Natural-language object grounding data
=== Begin Enclosure ===
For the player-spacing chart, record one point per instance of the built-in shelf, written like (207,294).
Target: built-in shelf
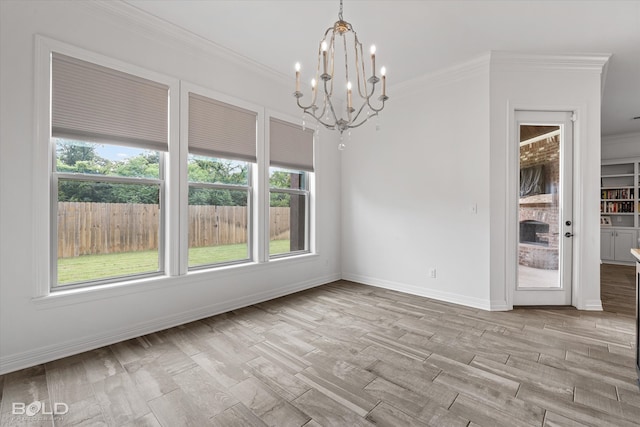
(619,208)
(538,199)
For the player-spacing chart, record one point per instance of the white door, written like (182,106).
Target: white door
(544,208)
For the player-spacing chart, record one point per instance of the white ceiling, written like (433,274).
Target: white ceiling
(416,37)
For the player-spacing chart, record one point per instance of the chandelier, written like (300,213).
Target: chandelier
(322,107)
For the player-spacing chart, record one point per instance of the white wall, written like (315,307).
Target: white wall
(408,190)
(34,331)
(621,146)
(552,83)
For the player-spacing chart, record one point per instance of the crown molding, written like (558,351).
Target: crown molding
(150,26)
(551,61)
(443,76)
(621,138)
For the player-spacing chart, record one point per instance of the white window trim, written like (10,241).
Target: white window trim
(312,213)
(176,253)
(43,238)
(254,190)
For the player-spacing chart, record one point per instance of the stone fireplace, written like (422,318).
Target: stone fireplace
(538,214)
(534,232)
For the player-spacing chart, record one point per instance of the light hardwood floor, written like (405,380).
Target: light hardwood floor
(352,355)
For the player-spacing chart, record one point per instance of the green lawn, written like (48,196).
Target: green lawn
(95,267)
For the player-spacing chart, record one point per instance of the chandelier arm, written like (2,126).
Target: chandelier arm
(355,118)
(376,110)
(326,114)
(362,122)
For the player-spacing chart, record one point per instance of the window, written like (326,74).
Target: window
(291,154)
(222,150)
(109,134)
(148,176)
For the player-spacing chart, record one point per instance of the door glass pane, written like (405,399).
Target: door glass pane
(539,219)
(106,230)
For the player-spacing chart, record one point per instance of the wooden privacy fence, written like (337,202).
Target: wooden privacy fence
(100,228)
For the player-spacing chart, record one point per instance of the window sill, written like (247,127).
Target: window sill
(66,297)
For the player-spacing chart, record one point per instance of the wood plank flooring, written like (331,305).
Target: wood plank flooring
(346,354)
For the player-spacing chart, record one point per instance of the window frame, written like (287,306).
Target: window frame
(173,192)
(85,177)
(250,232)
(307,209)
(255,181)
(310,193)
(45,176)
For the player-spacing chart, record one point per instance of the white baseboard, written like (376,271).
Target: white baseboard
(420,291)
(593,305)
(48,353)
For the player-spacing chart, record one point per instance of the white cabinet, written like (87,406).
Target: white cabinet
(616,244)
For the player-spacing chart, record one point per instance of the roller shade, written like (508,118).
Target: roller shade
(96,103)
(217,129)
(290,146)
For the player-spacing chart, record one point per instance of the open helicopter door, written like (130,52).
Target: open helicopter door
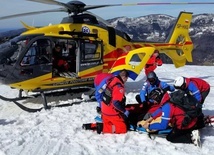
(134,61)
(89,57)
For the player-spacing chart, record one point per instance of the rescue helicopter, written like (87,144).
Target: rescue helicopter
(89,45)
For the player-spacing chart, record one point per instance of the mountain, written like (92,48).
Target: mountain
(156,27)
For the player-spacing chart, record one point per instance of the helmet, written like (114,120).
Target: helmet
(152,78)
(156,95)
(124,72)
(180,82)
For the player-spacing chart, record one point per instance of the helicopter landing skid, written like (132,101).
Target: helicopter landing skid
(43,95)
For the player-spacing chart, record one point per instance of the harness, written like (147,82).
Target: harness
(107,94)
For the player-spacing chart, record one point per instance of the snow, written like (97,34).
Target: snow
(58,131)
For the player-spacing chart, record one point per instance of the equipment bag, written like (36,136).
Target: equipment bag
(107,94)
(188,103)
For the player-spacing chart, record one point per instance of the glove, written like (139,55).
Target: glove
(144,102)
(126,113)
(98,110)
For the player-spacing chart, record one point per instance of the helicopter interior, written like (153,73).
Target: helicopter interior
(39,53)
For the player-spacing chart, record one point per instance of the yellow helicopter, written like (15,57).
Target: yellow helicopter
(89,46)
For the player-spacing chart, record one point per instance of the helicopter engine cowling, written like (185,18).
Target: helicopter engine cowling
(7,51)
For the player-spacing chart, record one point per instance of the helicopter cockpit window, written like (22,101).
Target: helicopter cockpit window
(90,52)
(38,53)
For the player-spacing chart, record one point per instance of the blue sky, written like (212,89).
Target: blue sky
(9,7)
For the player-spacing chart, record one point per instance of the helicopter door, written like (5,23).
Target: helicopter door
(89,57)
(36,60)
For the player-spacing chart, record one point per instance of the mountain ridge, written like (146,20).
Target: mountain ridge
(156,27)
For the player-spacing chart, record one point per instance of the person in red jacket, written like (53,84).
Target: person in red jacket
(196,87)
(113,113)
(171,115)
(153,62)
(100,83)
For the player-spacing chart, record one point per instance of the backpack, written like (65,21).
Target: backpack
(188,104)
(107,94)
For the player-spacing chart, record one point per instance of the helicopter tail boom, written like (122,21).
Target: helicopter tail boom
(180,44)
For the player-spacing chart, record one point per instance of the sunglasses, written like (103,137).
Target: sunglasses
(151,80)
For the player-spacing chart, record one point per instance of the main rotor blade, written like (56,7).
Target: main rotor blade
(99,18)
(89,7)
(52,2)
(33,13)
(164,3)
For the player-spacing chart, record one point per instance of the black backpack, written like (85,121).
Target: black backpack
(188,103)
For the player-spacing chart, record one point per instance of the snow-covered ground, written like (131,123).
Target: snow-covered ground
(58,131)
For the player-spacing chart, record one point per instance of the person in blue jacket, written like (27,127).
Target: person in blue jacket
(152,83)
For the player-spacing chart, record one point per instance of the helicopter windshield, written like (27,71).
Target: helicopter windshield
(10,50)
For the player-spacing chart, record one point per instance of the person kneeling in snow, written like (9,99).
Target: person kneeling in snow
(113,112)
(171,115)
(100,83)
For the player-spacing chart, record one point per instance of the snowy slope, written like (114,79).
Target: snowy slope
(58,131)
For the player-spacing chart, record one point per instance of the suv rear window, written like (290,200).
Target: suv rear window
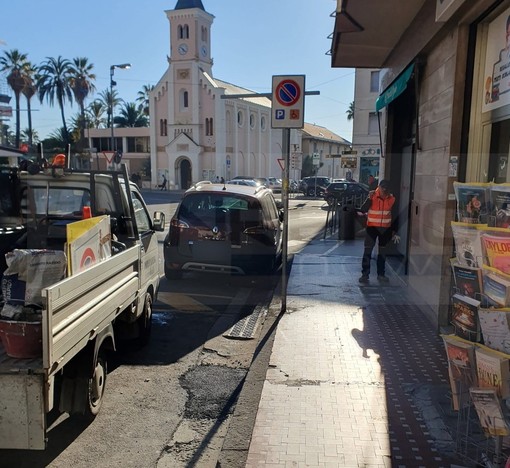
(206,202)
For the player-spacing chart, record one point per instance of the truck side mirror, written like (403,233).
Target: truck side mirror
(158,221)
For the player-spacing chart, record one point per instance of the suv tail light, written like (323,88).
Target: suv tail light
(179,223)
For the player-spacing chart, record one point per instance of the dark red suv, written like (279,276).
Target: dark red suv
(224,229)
=== End Enclosure ===
## DIRECTIONS FOR THIS TASK
Please transcribe exactly the lines above from the line that has "Target: harness" up to and including the line that has "written like (15,57)."; no other line belongs in the answer.

## TASK ANSWER
Target: harness
(107,94)
For the player-spacing chart, record one point per instance of the snow, written like (97,34).
Target: snow
(58,131)
For the player-spacing chart, record one point per instance of the equipment bag, written like (36,136).
Target: equipment bag
(107,94)
(188,103)
For the player-spacing chart, record one point per instance of the glove, written like (139,55).
Target: glove
(144,102)
(126,113)
(98,110)
For the player-spacing chart, record one point per instance of the helicopter interior, written like (153,73).
Target: helicopter interior
(39,53)
For the player-spacing chart, record one point per instance of the yellow helicopter, written like (15,57).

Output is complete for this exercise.